GIVEN REQUEST:
Retype the lines below without any change, beginning at the line that contains "Mark the flag" and stopping after the line that contains "pixel 371 237".

= = = = =

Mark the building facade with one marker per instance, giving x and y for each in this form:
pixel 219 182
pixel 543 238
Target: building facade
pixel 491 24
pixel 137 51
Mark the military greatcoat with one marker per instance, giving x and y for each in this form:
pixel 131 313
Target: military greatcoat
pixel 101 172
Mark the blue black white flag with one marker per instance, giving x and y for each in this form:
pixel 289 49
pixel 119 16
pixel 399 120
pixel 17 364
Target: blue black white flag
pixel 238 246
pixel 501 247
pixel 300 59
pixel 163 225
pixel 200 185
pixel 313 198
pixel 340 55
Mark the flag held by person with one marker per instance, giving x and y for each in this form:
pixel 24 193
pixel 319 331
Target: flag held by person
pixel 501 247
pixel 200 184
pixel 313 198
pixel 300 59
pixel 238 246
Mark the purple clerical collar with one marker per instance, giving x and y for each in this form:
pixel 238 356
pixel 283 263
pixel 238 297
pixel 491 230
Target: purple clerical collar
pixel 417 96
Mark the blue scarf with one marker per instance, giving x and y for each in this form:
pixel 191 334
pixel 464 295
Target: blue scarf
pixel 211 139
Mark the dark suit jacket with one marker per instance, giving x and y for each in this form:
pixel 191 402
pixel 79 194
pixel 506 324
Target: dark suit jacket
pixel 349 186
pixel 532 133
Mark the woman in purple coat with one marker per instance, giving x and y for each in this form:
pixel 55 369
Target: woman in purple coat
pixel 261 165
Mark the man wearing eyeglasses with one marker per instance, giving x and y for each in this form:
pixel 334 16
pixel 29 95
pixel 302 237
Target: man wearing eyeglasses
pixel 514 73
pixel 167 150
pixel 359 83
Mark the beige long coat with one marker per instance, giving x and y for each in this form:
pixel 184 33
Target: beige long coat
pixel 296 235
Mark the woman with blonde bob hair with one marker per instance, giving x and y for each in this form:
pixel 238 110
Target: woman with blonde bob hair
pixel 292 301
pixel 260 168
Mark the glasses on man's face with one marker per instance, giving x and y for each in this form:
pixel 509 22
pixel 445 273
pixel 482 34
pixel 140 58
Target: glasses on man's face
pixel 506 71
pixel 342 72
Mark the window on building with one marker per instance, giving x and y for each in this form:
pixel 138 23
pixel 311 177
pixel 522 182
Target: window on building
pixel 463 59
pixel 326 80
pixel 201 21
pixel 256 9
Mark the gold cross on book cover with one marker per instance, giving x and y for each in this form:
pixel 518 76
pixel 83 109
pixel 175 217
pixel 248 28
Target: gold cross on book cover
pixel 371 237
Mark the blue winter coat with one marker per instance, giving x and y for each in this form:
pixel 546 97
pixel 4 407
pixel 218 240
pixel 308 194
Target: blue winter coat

= = = = =

TASK RESPONSE:
Mark the flag held by person with one marker per instance, giving x and y for each in this form:
pixel 24 193
pixel 319 331
Target: flag held by person
pixel 501 247
pixel 200 184
pixel 313 198
pixel 300 59
pixel 238 246
Mark the purple clerical collar with one marker per instance, giving x and y for each in this form:
pixel 238 356
pixel 283 263
pixel 238 297
pixel 491 230
Target: purple clerical collar
pixel 417 96
Mark the blue scarf with one marker per instance, giving x and y for each in this form:
pixel 191 334
pixel 464 295
Target: blue scarf
pixel 211 139
Mark the dark suit jacket with one marker per instance, giving x and y for each in this form:
pixel 191 402
pixel 79 194
pixel 506 324
Target: dark suit jacket
pixel 349 186
pixel 532 133
Mark the woman in purple coat with one marker per instance, giving x and y for each in this form:
pixel 55 369
Target: woman in purple coat
pixel 261 165
Mark the man wearing eyeglasses with one marker per instance, giving x and y for each in this form:
pixel 334 16
pixel 29 95
pixel 302 237
Target: man wearing eyeglasses
pixel 514 73
pixel 167 150
pixel 359 83
Mark the beige long coat with one marker per instance, giving x and y for each in this form:
pixel 184 33
Target: beige long coat
pixel 296 235
Mark the woman with blonde bob hair with one marker per instance, giving x and y for each in this form:
pixel 238 110
Target: woman with blonde bob hair
pixel 292 301
pixel 260 168
Mark the glasses on man's face with one marker per instance, giving x and y for each in this form:
pixel 509 22
pixel 445 273
pixel 482 34
pixel 140 58
Target: glasses on man's face
pixel 506 71
pixel 342 72
Mark the window on building with one marker per instance, giving x and y for each in this form:
pixel 138 23
pixel 311 177
pixel 522 182
Target: window on building
pixel 463 59
pixel 326 80
pixel 201 21
pixel 256 9
Mark the gold cross on book cover with one marker per instance, giving x and y for each in this form:
pixel 518 76
pixel 83 109
pixel 175 217
pixel 248 28
Target: gold cross on book cover
pixel 371 237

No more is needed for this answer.